## EXERCISE BRIEF
The listing below should be printed exactly, every line of it. Skip the pictures.

┄┄┄┄┄┄┄┄┄┄┄┄┄┄┄┄┄┄┄┄

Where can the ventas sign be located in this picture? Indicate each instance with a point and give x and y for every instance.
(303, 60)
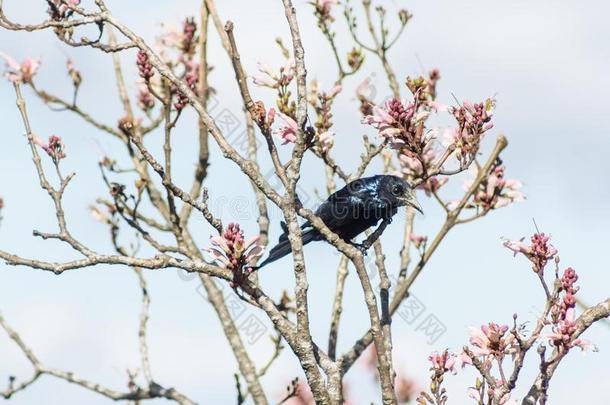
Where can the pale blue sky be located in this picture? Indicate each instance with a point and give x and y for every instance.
(547, 62)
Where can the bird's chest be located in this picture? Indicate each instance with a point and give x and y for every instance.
(355, 218)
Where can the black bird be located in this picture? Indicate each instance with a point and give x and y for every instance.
(352, 210)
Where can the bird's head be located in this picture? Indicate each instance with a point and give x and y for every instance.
(400, 191)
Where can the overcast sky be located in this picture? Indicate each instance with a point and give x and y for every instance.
(547, 63)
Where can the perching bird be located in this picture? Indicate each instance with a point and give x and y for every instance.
(352, 210)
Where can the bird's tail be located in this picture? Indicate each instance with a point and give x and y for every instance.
(283, 247)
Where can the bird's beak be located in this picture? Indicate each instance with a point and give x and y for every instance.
(410, 199)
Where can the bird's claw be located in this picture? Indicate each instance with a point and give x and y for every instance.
(361, 247)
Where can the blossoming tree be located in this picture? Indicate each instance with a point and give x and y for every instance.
(173, 76)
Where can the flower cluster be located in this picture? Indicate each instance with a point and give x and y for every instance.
(22, 72)
(474, 120)
(442, 363)
(539, 252)
(402, 124)
(146, 100)
(416, 169)
(365, 92)
(60, 9)
(232, 250)
(495, 191)
(424, 88)
(289, 131)
(54, 148)
(563, 315)
(492, 341)
(144, 66)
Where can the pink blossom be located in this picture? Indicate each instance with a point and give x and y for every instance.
(146, 101)
(145, 67)
(492, 340)
(401, 124)
(473, 121)
(495, 191)
(326, 140)
(272, 79)
(288, 133)
(416, 168)
(539, 252)
(443, 362)
(562, 332)
(232, 251)
(20, 73)
(54, 147)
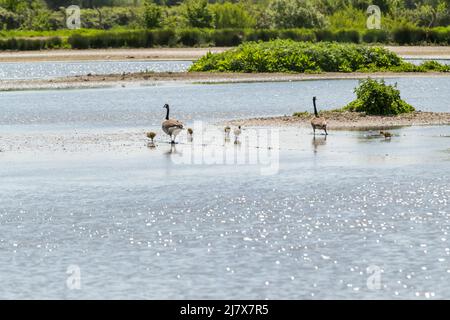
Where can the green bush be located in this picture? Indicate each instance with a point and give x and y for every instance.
(377, 98)
(227, 37)
(291, 56)
(409, 35)
(375, 36)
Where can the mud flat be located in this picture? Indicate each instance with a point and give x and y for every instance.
(351, 120)
(153, 78)
(436, 52)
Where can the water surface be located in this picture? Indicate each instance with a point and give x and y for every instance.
(78, 186)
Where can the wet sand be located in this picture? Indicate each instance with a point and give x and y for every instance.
(154, 78)
(350, 120)
(436, 52)
(107, 54)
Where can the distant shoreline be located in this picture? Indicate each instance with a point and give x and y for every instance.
(350, 120)
(156, 78)
(423, 52)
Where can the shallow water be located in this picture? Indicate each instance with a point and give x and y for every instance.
(420, 61)
(80, 187)
(51, 70)
(142, 106)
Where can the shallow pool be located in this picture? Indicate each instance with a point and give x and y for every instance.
(79, 187)
(51, 70)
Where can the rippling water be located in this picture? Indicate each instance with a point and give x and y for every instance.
(80, 187)
(49, 70)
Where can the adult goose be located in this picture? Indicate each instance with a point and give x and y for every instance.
(171, 127)
(318, 122)
(237, 133)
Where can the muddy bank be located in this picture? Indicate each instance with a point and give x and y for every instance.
(351, 120)
(153, 78)
(107, 54)
(435, 52)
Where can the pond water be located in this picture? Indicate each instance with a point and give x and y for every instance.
(80, 187)
(50, 70)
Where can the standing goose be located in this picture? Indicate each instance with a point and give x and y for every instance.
(237, 133)
(171, 127)
(318, 122)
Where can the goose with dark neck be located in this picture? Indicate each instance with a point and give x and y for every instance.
(318, 122)
(171, 127)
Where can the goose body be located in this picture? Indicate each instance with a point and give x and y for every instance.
(171, 127)
(318, 122)
(237, 132)
(387, 135)
(227, 132)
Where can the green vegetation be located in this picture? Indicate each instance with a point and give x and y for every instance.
(291, 56)
(219, 22)
(377, 98)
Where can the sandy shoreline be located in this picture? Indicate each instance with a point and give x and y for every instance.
(350, 120)
(143, 79)
(435, 52)
(107, 54)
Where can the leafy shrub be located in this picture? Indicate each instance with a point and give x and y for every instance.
(377, 98)
(291, 56)
(152, 14)
(375, 36)
(227, 37)
(409, 35)
(192, 37)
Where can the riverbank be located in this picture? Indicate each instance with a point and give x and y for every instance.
(419, 52)
(350, 120)
(155, 78)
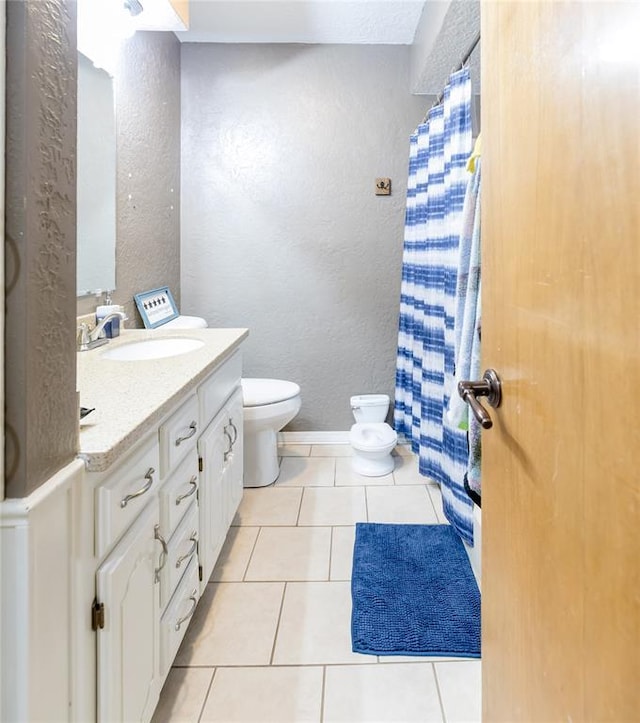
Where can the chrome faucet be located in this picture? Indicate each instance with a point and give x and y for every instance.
(90, 339)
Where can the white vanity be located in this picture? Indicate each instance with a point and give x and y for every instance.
(144, 520)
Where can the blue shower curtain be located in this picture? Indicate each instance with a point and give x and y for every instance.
(439, 151)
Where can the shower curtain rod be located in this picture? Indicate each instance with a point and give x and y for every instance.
(460, 66)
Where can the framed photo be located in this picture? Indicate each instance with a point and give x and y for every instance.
(156, 307)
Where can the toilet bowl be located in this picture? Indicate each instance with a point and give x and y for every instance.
(268, 405)
(371, 438)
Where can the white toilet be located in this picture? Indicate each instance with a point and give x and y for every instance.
(371, 437)
(268, 404)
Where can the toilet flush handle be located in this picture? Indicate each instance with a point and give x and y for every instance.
(490, 387)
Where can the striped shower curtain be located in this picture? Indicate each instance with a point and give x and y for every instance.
(439, 151)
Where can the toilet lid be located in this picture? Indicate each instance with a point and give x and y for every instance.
(256, 392)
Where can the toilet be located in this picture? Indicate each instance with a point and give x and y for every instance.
(371, 438)
(268, 404)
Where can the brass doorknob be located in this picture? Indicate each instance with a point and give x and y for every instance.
(490, 387)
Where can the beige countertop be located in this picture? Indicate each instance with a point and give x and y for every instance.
(130, 397)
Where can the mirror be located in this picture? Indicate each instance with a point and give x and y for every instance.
(96, 179)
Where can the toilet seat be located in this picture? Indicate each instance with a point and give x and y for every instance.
(371, 436)
(258, 392)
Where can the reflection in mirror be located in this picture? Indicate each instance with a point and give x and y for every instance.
(96, 179)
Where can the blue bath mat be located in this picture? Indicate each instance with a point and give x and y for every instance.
(413, 592)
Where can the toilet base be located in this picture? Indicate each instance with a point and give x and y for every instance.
(372, 466)
(261, 466)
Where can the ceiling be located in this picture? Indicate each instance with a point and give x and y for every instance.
(391, 22)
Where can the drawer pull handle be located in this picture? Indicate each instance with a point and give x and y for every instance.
(228, 452)
(163, 554)
(235, 430)
(193, 427)
(194, 486)
(149, 477)
(194, 539)
(194, 601)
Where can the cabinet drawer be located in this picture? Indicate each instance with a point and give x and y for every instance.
(177, 617)
(178, 435)
(215, 391)
(177, 493)
(126, 492)
(182, 549)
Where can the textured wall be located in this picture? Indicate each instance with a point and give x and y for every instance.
(40, 374)
(281, 230)
(444, 34)
(147, 96)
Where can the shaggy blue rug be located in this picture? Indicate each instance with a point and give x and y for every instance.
(413, 592)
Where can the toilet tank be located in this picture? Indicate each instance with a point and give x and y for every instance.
(370, 407)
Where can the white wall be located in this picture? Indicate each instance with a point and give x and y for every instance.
(281, 231)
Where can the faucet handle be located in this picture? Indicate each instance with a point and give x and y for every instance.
(82, 337)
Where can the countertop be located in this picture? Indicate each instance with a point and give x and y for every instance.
(131, 397)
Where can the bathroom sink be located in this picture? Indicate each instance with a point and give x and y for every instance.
(152, 349)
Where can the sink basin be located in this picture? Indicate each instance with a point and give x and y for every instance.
(152, 349)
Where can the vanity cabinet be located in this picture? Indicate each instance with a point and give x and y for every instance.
(161, 518)
(127, 586)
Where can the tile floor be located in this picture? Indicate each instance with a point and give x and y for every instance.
(270, 640)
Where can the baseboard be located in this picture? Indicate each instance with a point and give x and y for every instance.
(313, 437)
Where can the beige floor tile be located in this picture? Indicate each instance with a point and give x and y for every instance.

┄┄┄┄┄┄┄┄┄┄┄┄┄┄┄┄┄┄┄┄

## ANSWER SPACE
Where can the ventas sign be located in this picture? Indicate each instance with a point and give x and y for every instance.
(303, 60)
Where can the pale blue sky be located in this picture? Indicate each instance with a point and give x and y for every instance.
(547, 62)
Where can the bird's chest be located in this picture? Indicate each instance with a point and give x and y for every instance.
(355, 218)
Where can the black bird be located in this picture? Indicate each instance with a point and give x and y for every instance.
(352, 210)
Where can the bird's head be located in this picture? Indicate each instance with a point and give x and y for every instance.
(400, 191)
Where can the overcast sky be located in this picture? Indicate each instance with a point and give x and y for every instance.
(547, 63)
Where can the perching bird be located in this picture? Indicate each instance with a point and give x and y for every instance.
(352, 210)
Where can the bird's tail be located in this picture? Indicate each instance with a point and give x and y for every instance.
(283, 247)
Where can the bird's beak be located in this picture? Indicate each instance with a point and give x and y for every instance.
(410, 199)
Where can the bird's claw be located in this picture? Indicate each instance with a point and give x and y for every instance.
(361, 247)
Where can the blossoming tree be located in this picture? Indicate each instance with a point and give x and y for every instance.
(173, 76)
Where can the flower cluster be located in this picture? Indicate each instance with a point and give x and y for every instance.
(22, 72)
(474, 120)
(442, 363)
(539, 252)
(402, 124)
(146, 100)
(416, 169)
(365, 92)
(60, 9)
(232, 250)
(495, 191)
(424, 88)
(289, 131)
(54, 148)
(563, 315)
(492, 341)
(144, 66)
Where can the pink blossom be located in this picture? Indicate each instance with a point and give x and y for every instance.
(146, 101)
(145, 67)
(492, 340)
(401, 124)
(473, 121)
(495, 191)
(326, 140)
(272, 79)
(288, 133)
(416, 168)
(539, 252)
(443, 362)
(562, 332)
(232, 251)
(20, 73)
(54, 147)
Where can the green bush be located in this picture? Indicate each instance with a point and give x and y for every instance.
(377, 98)
(227, 37)
(291, 56)
(409, 35)
(375, 36)
Where can the mud flat be located in this picture? Indicate each instance with a point and give x and y for every instance.
(351, 120)
(153, 78)
(436, 52)
Where can the water surface be located in this picture? Indicate each instance with a point and give x and y for every instance.
(78, 186)
Where can the wet sand be located in this picture? Indicate each instance with a point and give x and y for every instance.
(154, 78)
(350, 120)
(436, 52)
(107, 54)
Where can the distant shoreline be located in this picture? Indicate each instance with a point and give x and y for every instance.
(350, 120)
(156, 78)
(423, 52)
Where can the shallow water be located in this picture? Indicate each instance with a point and give x and y for every instance.
(420, 61)
(80, 187)
(51, 70)
(142, 106)
Where can the shallow pool be located in this picture? Indicate each instance with a point and give x and y for every instance.
(79, 187)
(51, 70)
Where can the rippling water be located in this picture? Indicate each instance with a point and give x and y for every instance.
(80, 187)
(49, 70)
Where can the adult goose be located in this picture? Indicate each instance with a point and give x and y for every instance.
(171, 127)
(318, 122)
(237, 133)
Where can the muddy bank be located in this picture? Indicate each instance with a point and give x and y for every instance.
(351, 120)
(153, 78)
(107, 54)
(435, 52)
Where can the pond water be located in this picture? Indicate each instance with a point and give x and y for every instance.
(80, 187)
(50, 70)
Where can the standing goose be located in this picture? Indicate each instance with a point and give x and y for every instance.
(237, 133)
(171, 127)
(318, 122)
Where can the goose with dark neck be located in this picture? Indicate each instance with a point and give x and y for every instance.
(318, 122)
(171, 127)
Where can the goose body be located in this picture? Indicate each instance with a point and give x and y for every instance.
(171, 127)
(318, 122)
(237, 132)
(387, 135)
(227, 132)
Where can the green vegetation be located in this picture? Indicate each instance with a point and give x and y for every instance.
(291, 56)
(219, 22)
(377, 98)
Where can the sandy shoreline be located in this picture? Indicate each instance with a point and give x and y for every instance.
(350, 120)
(143, 79)
(435, 52)
(107, 54)
Where can the leafy shrub be located in this picture? Indicate each instance with a point and give x and y for every instance.
(377, 98)
(291, 56)
(152, 14)
(375, 36)
(227, 37)
(409, 35)
(192, 37)
Where can the riverbank be located in this picture? Indicate each instance with a point and give x and y for every instance.
(419, 52)
(350, 120)
(155, 78)
Where can the chrome faucet be located in this picture? Indicate each instance with a point and give x and y for every instance.
(90, 339)
Where can the white vanity be located in this picture? Indicate each instance with a point and give x and y for every instance.
(144, 520)
Where can the blue shower curtain be located in this picture? Indicate each instance with a point and give x and y for every instance.
(439, 151)
Where can the shower curtain rod be located in this picture? Indicate each instance with a point and give x and y for every instance.
(460, 66)
Where can the framed photo be located in this picture? Indicate each instance with a point and give x and y for every instance.
(156, 307)
Where can the toilet bowl be located in this picture? Indicate each instance with a point and give x and y for every instance.
(268, 405)
(371, 438)
Where can the white toilet be located in this picture? Indicate each instance with a point and give x and y for every instance.
(371, 437)
(268, 404)
Where can the toilet flush handle be located in this picture? Indicate each instance with a point and give x and y for every instance.
(490, 387)
Where can the striped shower curtain be located in this picture? Indicate each instance with a point and give x and y for every instance.
(439, 151)
Where can the toilet lid be located in this picture? Indicate each instance with a point and give x and y for every instance.
(256, 392)
Where can the toilet be located in this picture? Indicate each instance with a point and give x and y for every instance.
(371, 438)
(268, 404)
Where can the brass doorknob be located in this picture? Indicate each instance with a point and give x and y for every instance.
(490, 387)
Where can the beige countertop be located in this picture? Indicate each instance with a point and give x and y for every instance.
(130, 397)
Where can the mirror be located in this picture? Indicate each instance with a point and give x and y for every instance.
(96, 179)
Where can the toilet seat be located in this picture? Indicate each instance with a point and give x and y for every instance.
(371, 436)
(258, 392)
Where can the reflection in mirror be located in this picture? Indicate each instance with a point and give x and y for every instance.
(96, 179)
Where can the blue bath mat be located in this picture? Indicate each instance with a point and give x and y for every instance.
(413, 592)
Where can the toilet base be located in this picture? Indicate each instance with a point and give x and y for every instance.
(372, 466)
(261, 466)
Where can the ceiling be located in this picture? Indicate each instance with a point and give x and y for every instance.
(391, 22)
Where can the drawer pull handle be located in this picture? Indicate each instance with a point and give x and y for every instance.
(228, 452)
(163, 554)
(235, 430)
(193, 427)
(194, 486)
(149, 477)
(194, 539)
(194, 601)
Where can the cabinet drawer be located in this picture? Indicate each instance with a point and give x and y for every instance.
(177, 617)
(178, 435)
(215, 391)
(177, 493)
(126, 492)
(182, 549)
Where can the textured wall be located in this picture? Indicate each instance with a point and give x and y for every instance.
(40, 374)
(281, 230)
(444, 34)
(147, 96)
Where can the shaggy blue rug be located in this picture? Indicate each instance with a point and give x and y for every instance.
(413, 592)
Where can the toilet tank be located in this picture? Indicate each instance with a point and give x and y for every instance.
(370, 407)
Where can the white wall be located in this picture? Indicate each instance with a point and give x and y for every instance.
(281, 231)
Where can the faucet handle be located in this picture? Indicate each instance with a point and give x and y for every instance.
(82, 337)
Where can the countertop be located in this picture? Indicate each instance with a point and give x and y for every instance.
(131, 397)
Where can the bathroom sink be located in this picture? Indicate each instance with a point and give x and y for every instance.
(152, 349)
Where can the sink basin be located in this picture? Indicate each instance with a point and give x and y for every instance.
(152, 349)
Where can the vanity cabinet be located in this picture? Indicate each instance with a point and give x and y for every instance.
(161, 518)
(127, 586)
Where can the tile floor be located in this picture? Indicate each instance with a point and give x and y for every instance.
(270, 640)
Where can the baseboard be located in this picture? Indicate each instance with a point and give x and y for every instance.
(313, 437)
Where can the beige floor tile be located in this picture? Indicate each instance with a point and give x and y for every instance.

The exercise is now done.